▶ **TASK DESCRIPTION**
Print the line that contains "Could you please indicate the gray" and every line after it through the last line of the records below, exactly as written and nothing else.

▶ **EXTRACTED DATA**
'''
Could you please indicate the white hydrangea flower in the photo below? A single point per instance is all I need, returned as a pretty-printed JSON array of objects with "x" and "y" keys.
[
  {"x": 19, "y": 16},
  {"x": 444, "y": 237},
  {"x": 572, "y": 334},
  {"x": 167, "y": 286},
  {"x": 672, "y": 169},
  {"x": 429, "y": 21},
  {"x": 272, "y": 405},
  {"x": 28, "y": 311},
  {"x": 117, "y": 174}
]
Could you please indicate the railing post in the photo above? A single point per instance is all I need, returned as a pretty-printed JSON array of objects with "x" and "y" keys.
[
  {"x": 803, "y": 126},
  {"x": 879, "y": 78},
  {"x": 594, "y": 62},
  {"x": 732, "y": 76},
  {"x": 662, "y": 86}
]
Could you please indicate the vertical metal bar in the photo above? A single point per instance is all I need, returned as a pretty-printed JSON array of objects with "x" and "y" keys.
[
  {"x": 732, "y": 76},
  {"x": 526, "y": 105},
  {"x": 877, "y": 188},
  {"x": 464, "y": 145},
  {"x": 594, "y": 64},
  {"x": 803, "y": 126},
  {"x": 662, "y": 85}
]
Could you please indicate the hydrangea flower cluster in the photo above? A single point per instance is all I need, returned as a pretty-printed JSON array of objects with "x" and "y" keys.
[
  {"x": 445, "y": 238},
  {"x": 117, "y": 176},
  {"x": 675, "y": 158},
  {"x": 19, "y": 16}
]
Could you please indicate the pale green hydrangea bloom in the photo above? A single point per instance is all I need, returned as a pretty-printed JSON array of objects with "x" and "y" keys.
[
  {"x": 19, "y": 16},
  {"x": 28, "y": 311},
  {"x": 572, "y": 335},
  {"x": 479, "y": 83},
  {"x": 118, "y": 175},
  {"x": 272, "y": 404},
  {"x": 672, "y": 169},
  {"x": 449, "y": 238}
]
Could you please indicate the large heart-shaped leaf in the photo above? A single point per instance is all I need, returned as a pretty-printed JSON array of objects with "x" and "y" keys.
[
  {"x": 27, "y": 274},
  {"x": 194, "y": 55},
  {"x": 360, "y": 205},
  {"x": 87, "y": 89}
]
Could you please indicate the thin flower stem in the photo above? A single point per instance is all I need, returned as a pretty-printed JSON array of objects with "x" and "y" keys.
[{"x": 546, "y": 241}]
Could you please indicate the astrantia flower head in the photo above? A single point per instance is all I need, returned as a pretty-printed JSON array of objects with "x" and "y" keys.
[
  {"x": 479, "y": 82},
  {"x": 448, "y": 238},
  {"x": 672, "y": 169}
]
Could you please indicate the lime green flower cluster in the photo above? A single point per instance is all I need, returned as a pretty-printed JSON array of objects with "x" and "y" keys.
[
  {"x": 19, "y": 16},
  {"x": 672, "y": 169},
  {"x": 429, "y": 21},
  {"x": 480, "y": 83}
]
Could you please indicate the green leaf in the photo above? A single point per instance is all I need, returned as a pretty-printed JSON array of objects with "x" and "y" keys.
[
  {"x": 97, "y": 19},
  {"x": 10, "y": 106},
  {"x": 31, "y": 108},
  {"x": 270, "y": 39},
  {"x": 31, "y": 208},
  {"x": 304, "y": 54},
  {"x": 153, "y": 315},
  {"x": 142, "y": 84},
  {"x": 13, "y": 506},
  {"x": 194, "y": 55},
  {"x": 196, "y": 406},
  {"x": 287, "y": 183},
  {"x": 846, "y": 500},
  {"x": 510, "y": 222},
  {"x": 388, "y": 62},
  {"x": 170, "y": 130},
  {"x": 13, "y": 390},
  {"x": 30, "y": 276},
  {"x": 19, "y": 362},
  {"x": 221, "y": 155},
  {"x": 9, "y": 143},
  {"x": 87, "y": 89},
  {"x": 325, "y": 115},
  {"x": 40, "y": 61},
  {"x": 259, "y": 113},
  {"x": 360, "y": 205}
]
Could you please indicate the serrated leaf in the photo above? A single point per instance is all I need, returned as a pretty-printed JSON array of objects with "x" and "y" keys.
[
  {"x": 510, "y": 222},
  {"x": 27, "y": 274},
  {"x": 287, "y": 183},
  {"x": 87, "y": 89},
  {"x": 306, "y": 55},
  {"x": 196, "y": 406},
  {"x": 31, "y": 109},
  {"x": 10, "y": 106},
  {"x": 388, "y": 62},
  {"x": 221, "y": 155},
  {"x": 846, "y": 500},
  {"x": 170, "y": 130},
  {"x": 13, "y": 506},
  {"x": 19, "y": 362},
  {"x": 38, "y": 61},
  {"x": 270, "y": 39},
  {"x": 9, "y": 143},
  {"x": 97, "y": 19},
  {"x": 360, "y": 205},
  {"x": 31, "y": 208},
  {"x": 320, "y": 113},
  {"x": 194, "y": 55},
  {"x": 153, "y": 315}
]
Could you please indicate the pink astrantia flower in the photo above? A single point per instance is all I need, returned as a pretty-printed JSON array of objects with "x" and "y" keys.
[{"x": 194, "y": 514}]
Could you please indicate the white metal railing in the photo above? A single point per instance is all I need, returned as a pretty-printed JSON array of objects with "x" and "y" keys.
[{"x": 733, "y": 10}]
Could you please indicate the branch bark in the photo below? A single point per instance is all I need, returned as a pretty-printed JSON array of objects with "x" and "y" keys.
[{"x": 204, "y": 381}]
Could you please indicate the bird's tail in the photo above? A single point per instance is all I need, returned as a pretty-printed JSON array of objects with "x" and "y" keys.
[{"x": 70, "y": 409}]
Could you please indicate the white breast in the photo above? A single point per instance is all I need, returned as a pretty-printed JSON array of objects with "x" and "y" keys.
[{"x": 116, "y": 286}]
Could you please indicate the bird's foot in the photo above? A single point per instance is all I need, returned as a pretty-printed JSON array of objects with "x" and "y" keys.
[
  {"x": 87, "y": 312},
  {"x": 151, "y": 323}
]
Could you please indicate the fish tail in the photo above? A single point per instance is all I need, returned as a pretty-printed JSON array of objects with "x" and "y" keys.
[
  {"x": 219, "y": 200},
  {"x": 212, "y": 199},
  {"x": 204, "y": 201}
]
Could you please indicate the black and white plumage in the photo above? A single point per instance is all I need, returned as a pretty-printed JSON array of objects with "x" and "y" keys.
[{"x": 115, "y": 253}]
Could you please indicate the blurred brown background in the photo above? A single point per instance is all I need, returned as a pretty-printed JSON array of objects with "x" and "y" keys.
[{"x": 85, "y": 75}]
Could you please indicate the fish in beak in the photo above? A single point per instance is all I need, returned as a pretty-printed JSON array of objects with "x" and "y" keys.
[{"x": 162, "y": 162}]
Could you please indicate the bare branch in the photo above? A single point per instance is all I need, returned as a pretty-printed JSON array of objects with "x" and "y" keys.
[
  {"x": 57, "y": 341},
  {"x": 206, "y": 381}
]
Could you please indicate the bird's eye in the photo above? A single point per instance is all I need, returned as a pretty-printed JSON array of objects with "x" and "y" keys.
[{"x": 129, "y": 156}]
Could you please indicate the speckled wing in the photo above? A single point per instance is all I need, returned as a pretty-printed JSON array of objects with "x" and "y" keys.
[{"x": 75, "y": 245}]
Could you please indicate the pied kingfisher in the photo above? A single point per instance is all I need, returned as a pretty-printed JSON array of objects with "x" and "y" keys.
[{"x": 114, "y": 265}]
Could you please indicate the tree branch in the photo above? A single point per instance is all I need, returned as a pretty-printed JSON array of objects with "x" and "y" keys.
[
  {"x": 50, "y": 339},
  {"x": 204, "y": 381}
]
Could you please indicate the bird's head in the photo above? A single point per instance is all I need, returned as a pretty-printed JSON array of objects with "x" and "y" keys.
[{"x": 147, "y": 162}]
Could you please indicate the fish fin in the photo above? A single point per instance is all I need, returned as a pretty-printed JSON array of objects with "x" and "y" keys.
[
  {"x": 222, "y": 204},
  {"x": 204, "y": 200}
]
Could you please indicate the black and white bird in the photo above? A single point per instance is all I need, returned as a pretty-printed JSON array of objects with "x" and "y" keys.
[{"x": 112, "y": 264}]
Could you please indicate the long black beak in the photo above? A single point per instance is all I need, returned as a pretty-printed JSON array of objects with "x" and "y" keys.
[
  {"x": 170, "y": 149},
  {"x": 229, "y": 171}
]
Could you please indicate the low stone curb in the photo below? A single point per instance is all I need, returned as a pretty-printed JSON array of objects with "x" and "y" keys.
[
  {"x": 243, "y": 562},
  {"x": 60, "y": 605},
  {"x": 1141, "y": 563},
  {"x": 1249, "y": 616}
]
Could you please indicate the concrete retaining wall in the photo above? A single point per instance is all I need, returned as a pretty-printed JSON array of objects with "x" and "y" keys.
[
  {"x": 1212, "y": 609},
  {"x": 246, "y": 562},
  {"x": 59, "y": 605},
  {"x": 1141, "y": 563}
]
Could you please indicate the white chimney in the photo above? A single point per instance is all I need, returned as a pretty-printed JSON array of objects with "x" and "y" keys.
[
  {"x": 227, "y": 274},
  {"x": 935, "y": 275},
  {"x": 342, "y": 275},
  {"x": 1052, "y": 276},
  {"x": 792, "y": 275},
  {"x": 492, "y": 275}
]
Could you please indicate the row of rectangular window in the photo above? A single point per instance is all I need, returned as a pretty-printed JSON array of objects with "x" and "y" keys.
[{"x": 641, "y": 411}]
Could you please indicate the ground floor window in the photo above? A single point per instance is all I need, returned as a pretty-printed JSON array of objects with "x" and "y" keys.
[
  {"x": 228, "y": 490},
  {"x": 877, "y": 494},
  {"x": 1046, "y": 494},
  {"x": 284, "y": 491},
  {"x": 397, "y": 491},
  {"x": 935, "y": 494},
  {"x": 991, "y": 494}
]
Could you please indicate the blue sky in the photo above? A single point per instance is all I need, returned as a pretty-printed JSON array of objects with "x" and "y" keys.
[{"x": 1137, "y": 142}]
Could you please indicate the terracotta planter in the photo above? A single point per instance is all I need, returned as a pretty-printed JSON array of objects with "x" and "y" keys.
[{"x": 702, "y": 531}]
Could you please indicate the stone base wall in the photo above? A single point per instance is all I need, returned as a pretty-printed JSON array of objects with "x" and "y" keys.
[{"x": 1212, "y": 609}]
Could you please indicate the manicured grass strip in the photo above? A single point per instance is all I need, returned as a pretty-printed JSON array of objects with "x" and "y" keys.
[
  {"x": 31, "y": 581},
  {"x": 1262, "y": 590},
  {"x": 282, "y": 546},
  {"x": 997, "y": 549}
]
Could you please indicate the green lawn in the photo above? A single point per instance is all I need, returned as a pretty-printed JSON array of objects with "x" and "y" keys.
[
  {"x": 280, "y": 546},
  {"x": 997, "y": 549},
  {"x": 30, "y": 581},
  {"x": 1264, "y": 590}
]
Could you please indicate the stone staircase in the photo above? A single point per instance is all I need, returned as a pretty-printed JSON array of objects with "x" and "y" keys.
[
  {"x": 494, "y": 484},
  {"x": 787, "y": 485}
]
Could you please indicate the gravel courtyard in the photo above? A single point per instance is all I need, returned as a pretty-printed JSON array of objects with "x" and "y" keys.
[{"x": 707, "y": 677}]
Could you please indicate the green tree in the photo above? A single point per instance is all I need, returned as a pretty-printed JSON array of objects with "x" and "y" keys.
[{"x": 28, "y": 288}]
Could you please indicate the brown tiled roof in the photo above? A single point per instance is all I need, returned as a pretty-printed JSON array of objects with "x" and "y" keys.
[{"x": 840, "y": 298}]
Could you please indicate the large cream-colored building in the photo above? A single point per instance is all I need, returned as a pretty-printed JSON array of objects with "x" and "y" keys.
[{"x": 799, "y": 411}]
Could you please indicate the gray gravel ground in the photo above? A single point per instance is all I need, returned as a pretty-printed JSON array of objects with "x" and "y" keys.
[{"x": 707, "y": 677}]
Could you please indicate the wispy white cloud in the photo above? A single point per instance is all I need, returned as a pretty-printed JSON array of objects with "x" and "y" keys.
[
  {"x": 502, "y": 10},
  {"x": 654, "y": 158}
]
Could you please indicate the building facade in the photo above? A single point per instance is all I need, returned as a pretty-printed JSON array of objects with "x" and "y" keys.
'''
▶ **THE OUTPUT**
Could you please indicate the gray gravel ground in the photo above? A single point per instance is all I need, returned as a pretty-printed JSON array of objects with "x" and "y" keys.
[{"x": 707, "y": 677}]
Could you please indicate the wispy white cloud in the photo above? A single point per instance is all I need, returned as a pretty-printed JSON array of objects with "x" and "y" keys.
[
  {"x": 502, "y": 10},
  {"x": 654, "y": 158}
]
Could you please indicate the building facade in the photo above? A single point per instance is all I need, returned as a pretty-printed JSON array of objects with "x" and "y" keys.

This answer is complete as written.